Your task: Look through the records and copy every line in which "suit" appears.

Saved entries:
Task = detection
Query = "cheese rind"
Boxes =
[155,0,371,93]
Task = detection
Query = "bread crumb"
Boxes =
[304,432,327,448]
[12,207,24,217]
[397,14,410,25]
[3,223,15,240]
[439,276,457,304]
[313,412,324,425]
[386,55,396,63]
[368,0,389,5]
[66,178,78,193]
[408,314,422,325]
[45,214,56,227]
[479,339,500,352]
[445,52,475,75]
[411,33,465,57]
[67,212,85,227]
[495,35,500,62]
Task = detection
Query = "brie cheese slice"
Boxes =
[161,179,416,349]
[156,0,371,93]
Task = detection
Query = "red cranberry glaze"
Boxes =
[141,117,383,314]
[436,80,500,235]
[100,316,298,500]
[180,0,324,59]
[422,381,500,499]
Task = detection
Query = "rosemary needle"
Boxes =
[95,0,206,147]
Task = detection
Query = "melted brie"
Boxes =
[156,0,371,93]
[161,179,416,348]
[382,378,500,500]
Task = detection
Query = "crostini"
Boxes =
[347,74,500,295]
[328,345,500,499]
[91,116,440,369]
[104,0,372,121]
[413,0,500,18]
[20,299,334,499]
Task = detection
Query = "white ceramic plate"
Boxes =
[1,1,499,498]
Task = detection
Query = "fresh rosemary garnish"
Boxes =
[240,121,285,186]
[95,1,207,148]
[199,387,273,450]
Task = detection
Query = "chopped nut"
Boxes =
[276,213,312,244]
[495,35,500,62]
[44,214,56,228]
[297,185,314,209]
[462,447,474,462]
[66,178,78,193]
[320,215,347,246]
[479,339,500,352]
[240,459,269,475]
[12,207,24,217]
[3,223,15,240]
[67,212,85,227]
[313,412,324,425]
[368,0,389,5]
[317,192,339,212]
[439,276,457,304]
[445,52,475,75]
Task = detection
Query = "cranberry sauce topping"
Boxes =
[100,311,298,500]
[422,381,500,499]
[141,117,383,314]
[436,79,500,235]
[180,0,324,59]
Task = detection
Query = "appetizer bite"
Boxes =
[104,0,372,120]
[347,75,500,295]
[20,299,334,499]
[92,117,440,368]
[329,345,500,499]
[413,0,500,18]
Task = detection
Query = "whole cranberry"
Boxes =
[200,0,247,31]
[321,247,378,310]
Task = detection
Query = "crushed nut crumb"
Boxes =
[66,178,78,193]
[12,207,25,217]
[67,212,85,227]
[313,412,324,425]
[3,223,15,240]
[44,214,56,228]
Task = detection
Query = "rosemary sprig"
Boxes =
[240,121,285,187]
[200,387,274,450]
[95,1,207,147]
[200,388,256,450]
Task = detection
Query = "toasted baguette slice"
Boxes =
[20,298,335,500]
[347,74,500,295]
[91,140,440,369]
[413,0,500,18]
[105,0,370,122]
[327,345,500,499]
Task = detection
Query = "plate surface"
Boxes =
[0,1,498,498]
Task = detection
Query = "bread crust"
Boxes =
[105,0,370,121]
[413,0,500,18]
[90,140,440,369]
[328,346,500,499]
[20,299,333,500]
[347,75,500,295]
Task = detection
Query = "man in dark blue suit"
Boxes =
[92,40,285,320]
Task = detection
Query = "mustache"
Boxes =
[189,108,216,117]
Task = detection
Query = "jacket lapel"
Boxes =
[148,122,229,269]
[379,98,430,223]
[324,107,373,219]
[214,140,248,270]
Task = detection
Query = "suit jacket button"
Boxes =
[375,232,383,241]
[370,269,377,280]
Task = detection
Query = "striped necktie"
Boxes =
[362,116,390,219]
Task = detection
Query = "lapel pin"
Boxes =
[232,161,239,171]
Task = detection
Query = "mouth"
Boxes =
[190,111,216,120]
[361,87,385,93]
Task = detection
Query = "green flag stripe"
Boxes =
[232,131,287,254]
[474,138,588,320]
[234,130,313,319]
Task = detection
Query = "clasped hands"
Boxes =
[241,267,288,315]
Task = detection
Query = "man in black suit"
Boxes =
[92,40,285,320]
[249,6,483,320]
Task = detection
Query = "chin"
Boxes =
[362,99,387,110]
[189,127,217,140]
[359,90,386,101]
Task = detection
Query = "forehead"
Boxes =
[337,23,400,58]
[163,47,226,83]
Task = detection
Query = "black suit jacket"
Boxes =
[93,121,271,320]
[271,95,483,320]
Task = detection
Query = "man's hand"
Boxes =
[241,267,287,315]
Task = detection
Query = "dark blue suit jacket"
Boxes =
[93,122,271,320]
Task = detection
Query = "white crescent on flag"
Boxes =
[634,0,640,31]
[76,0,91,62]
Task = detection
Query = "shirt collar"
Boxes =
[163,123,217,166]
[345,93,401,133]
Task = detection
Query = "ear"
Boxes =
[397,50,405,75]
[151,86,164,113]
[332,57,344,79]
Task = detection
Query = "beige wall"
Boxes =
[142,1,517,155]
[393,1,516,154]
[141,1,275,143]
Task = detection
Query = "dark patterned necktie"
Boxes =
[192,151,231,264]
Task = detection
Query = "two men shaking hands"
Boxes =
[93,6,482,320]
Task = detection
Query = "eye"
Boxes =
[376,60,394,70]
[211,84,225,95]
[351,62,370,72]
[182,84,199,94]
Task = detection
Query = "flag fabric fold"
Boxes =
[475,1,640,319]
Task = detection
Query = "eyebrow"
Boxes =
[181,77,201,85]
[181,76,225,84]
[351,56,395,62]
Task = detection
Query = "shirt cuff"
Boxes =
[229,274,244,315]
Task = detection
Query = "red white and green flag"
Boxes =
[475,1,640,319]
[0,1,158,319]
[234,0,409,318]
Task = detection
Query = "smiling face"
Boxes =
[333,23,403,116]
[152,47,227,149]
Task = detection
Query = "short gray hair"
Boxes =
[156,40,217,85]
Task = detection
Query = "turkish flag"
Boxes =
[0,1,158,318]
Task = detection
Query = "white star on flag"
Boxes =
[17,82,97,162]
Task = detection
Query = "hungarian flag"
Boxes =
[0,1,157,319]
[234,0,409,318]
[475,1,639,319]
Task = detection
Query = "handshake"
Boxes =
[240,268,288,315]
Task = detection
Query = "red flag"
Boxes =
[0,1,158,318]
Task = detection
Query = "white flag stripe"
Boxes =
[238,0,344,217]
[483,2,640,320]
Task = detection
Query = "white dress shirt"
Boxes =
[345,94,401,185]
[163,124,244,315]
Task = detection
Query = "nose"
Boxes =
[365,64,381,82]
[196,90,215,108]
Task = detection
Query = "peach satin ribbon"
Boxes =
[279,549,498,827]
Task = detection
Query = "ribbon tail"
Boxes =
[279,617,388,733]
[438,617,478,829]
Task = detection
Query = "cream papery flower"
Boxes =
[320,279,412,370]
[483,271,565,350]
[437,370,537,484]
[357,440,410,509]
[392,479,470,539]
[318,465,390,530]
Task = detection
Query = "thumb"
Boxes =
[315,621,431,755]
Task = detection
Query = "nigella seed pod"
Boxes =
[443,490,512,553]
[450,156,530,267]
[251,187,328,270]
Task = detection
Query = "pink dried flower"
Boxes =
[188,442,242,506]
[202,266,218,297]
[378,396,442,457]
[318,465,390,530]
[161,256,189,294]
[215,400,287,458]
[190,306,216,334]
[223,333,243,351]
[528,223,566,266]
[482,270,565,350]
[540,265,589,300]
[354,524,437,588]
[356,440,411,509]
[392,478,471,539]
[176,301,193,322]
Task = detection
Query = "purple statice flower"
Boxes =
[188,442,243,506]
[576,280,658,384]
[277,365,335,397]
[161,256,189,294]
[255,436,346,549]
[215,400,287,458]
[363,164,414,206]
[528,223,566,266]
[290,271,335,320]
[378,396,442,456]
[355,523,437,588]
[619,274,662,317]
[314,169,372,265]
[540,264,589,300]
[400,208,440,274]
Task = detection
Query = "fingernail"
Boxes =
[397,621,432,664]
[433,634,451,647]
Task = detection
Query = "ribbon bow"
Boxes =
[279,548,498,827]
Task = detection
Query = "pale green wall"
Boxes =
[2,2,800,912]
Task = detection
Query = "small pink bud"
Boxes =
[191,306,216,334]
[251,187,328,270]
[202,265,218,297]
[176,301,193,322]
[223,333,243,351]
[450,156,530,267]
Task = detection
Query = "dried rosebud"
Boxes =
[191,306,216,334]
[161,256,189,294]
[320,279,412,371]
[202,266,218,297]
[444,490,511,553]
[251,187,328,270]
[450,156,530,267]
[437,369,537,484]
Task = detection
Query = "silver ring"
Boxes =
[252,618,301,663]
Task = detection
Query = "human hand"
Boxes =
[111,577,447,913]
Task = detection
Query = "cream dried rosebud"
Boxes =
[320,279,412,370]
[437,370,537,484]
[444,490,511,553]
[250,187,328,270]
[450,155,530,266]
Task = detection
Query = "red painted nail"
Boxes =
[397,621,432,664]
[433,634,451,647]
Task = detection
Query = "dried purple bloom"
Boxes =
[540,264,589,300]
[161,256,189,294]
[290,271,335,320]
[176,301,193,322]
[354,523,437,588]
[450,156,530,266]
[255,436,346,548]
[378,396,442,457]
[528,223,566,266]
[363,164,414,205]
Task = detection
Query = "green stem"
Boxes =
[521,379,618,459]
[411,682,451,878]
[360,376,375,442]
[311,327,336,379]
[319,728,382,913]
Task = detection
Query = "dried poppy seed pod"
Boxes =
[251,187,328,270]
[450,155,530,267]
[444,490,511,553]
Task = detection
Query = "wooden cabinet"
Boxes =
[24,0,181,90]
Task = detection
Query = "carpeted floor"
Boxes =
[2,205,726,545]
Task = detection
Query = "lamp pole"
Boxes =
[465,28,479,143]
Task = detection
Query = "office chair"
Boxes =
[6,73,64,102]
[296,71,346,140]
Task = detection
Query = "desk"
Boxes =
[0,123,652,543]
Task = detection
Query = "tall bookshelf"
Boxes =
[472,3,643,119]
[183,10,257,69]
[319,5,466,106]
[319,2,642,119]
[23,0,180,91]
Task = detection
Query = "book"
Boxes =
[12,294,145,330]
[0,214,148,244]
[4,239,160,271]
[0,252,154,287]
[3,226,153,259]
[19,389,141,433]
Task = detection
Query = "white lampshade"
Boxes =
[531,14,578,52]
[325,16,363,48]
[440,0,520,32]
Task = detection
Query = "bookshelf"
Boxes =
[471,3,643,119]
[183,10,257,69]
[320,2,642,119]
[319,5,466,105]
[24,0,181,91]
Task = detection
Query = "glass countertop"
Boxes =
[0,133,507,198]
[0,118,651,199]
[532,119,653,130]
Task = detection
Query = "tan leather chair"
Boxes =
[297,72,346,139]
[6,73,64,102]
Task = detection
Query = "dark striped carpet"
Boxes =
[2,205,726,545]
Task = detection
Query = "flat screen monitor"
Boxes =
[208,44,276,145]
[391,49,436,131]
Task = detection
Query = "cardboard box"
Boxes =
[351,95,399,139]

Output for this task:
Query = "man in dark blue suit"
Query = "suit jacket button"
Query = "man in black suit"
Query = "black suit jacket"
Query = "dark blue suit jacket"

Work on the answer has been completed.